- **What to work on**:
In the asylum case summaries, translate this sentence into Spanish: "The Home Office’s own rules say that unaccompanied children should not be detained."

- **Document extract**:
↓

Protecting children seeking asylum from being detained based on appearance (BF (Eritrea) v Secretary of State for the Home Department)
A person seeking asylum arrived in the UK at the age of 16. Officials thought he looked over 18 and he was held in immigration detention. He was later found to have told the truth about his age. The Home Office’s own rules say that unaccompanied children should not be detained. The person seeking asylum unsuccessfully challenged this in the First-tier Tribunal (Immigration and Asylum Chamber), and again in the Upper Tribunal. He then appealed the UT’s decision in the Court of Appeal. We intervened in the Court of Appeal to challenge guidance from the Home Secretary which said that people seeking asylum who look over 18 can be treated as adults.
Challenging the Home Secretary’s review of the way payments are calculated for asylum seekers (R (Nyamayaro and Okolo) v The Secretary of State for the Home Department)
An asylum seeker lost 30 per cent of her financial support after the Home Office changed how it calculates payments. She raised a Judicial Review, which was unsuccessful. She appealed. We intervened in the case because we were concerned that the Home Secretary hadn’t given enough consideration to the impact on human rights or equality laws.

↑

- **Information supplied**:
↓

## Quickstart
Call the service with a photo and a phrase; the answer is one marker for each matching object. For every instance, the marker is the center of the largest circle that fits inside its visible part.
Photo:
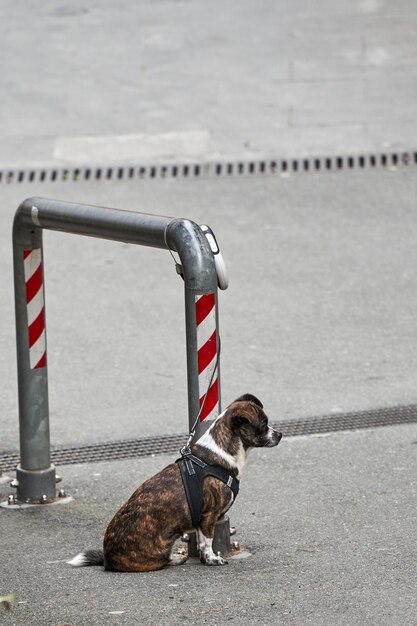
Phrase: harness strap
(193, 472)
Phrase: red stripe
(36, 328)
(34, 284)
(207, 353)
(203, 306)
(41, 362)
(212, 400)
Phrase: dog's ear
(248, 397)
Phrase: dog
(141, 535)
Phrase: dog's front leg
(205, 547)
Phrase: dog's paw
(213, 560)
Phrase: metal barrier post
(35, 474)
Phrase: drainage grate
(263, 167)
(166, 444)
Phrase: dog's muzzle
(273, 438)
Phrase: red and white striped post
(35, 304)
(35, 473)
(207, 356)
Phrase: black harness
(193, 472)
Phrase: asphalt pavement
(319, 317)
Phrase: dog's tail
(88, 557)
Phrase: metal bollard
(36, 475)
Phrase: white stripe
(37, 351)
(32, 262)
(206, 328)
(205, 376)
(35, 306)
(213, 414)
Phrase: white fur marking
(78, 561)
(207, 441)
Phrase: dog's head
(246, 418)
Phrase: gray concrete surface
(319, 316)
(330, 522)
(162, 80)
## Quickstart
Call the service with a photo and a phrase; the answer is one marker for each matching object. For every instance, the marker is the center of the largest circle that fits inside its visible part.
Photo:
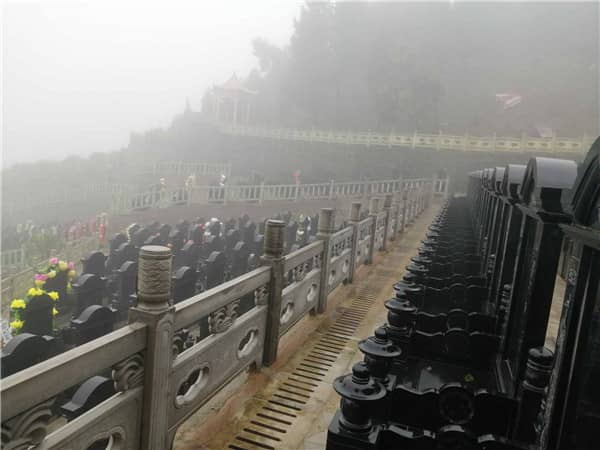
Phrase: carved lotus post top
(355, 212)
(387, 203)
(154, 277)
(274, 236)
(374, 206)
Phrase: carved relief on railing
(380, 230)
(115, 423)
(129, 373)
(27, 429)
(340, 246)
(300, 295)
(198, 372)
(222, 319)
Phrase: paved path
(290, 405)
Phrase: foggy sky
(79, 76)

↑

- **Reply to the exercise**:
Las propias normas del Home Office establecen que los niños no acompañados no deben ser detenidos.